> **Quoted passage**
The Shanxi Xigou is a rare sighthound breed that originated in China. These majestic dogs are skilled hunters, dependable guard dogs, and devoted companions.
Asian and Oceanian
Shanxi Xigou Traits
Shanxi Xigou are large, majestic dogs built for speed and endurance. They have a slender, muscular build and an elegant, balanced appearance.
Coat and Coloring
Shanxi have short, smooth, silky coats with feathering on the legs and back of the thighs and longer hair on the ears and tail. All coat colors are allowed—though white, black, blue, silver, and red are the most common. Some Shanxi have brindle patterned coats.
Distinctive Physical Traits
Shanxi have long, narrow heads and a raised bridge on their nose, reminiscent of a sheep's nose. Their ears are long, thin, and hang close to the skull. A long, arched neck, streamlined body, and slim waist give these pups a graceful overall appearance. Their long tails sit low and have a curve or ring at the end.
Shanxi Xigou History
Also known as the Xian Hound, the Shanxi Xigou is an ancient breed from China. How ancient? Well, 2500-year-old paintings from the tomb of a Qin Dynasty prince feature dogs that look like the Shanxi. The breed gets its name from the Chinese god Zhang Xian, who often takes the form of a dog.
Some experts believe the Shanxi Xigou is the original sighthound breed. Emperors used these speedy dogs to locate and track prey—a job they performed brilliantly for centuries. But when the Chinese government banned hunting by citizens, the Shanxi lost its usefulness. Today, the breed remains rare. That said, the China Kennel Union is attempting to restore its population.
Shanxi Xigou Care
Shanxi Xigou thrive on a high-quality diet formulated for their life stage (e.g., puppy, adult, senior). To maintain their slender physique, keep an eye on their food intake and measure out portions to avoid overfeeding. And don't forget to account for treats. As a guideline, they should make up no more than 10% of a dog's daily calories.

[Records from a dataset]
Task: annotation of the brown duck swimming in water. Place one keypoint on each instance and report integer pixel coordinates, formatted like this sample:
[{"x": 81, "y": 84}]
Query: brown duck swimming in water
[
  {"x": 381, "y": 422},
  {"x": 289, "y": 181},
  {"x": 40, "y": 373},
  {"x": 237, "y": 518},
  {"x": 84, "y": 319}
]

> **Tasks to carry out**
(1) Decide whether each statement below agrees with the Shanxi Xigou passage, and support each yes or no with the deciding words of the passage. (a) The breed has a long coat over its whole body. (b) Paintings about 2500 years old show dogs resembling the breed. (c) Treats should supply at most 10% of a dog's daily calories.
(2) Resume the Shanxi Xigou passage after its final sentence.

> **Written responses**
(1)
(a) No: "Shanxi have short, smooth, silky coats with feathering on the legs and back of the thighs and longer hair on the ears and tail."
(b) Yes: "2500-year-old paintings from the tomb of a Qin Dynasty prince feature dogs that look like the Shanxi."
(c) Yes: "they should make up no more than 10% of a dog's daily calories."

(2)
Brushing to remove loose fur and the occasional bath are all that's needed to keep a Shanxi's coat looking its best. To prevent ear infections, check their ears regularly and clean them as needed to remove wax build-up and debris. Nail trims should also be part of every dog's grooming routine. If your pup's nails grow too long, they can cause pain and potentially lead to problems running or walking.
Lastly, good dental hygiene will support your dog's overall health. Dental disease is one of the most common health conditions in adult dogs. Left untreated, it can contribute to other serious issues. So, in addition to professional cleanings, establish an at-home dental care program that includes regular teeth brushing and veterinarian-recommended dental chews.
Shanxi are active dogs that need daily exercise to stay happy and healthy. Showing off their speed inside fenced yards and taking long walks on a leash are both great ways for them to burn energy. These athletic dogs also make fine candidates for dog sports—such as agility or rally.
These intelligent, self-reliant dogs can be stubborn. But consistent obedience training using positive reinforcement tends to work well for them. It's also important to socialize your pup when they're young, as this helps them develop into a predictable, well-mannered adult dog.
Asian and Oceanian
The Asian and Oceanian group is comprised of breeds whose origins lie in Asia, which have spread as far as Australia, the islands of the Pacific, and the Arctic. This group is possibly the most ancient of all breed groups and were bred for a variety of purposes, including guarding, hunting, and as draft dogs.